— START OF Dataset records —

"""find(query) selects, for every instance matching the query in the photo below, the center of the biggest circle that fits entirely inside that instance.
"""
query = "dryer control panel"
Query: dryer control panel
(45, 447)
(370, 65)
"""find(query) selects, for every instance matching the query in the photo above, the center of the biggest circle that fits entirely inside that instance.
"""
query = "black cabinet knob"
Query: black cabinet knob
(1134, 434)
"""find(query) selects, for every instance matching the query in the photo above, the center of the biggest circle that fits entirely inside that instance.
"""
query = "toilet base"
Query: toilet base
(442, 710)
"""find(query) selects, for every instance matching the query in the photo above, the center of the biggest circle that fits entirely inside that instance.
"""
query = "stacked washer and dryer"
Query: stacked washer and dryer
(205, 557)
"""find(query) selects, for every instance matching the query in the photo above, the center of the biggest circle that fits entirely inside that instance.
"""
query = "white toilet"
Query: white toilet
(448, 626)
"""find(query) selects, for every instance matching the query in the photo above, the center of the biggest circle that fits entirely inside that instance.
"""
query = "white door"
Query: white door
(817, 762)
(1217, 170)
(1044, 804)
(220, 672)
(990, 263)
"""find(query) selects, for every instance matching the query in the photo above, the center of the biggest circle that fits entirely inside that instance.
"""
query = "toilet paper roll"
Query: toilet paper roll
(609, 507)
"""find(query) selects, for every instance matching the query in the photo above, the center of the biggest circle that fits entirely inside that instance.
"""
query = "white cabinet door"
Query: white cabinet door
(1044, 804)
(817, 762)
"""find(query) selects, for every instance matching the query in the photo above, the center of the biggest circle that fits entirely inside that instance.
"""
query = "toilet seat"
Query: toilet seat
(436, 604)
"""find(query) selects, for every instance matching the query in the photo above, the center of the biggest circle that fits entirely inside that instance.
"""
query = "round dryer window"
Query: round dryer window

— END OF Dataset records —

→ Task prompt
Reproduce verbatim everything in the records above, from the very first line down to and including the line that contains "(1134, 434)".

→ Right answer
"""find(query) selects, for every instance matching the query in the photo below, the center of the biggest circle that fits entirely inside that instance.
"""
query = "dryer control panel"
Query: dryer control panel
(45, 447)
(370, 65)
"""find(query) selects, for every instance matching the query in the photo above, the center of the biggest circle that fits entirely inside that instance.
"""
query = "black cabinet knob"
Query: black cabinet knob
(1134, 434)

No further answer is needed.